• _Stored records_:
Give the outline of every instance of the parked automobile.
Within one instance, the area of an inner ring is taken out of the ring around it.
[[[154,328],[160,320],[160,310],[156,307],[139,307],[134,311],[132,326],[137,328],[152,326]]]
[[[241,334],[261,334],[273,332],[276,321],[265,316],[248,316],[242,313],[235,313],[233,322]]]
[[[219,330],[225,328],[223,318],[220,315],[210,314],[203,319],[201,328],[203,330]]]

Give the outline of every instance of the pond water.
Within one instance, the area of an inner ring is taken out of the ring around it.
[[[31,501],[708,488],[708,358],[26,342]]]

• _EXERCISE DIRECTIONS_: Can you arrange all the items above as a two-column CSV with the header columns "prompt" and "outline", one row per item, putting each item's text and its answer in a single quoted field apiece and replacing every line break with a space?

• _EXPECTED ANSWER_:
prompt,outline
"Give the outline of every instance of the parked automobile. Within one instance, the area of an inner ring is taken out of the ring around it.","[[[154,328],[160,320],[160,310],[156,307],[139,307],[134,311],[132,326],[137,328],[152,326]]] [[[241,334],[261,334],[273,332],[276,321],[265,316],[248,316],[242,313],[235,313],[233,322]]] [[[219,330],[225,328],[223,318],[220,315],[210,314],[203,319],[201,328],[203,330]]]"
"Give the outline of every instance of the pond water. Within one instance, the area of an inner ring is taken out of the ring around it.","[[[31,501],[708,488],[708,358],[26,342]]]"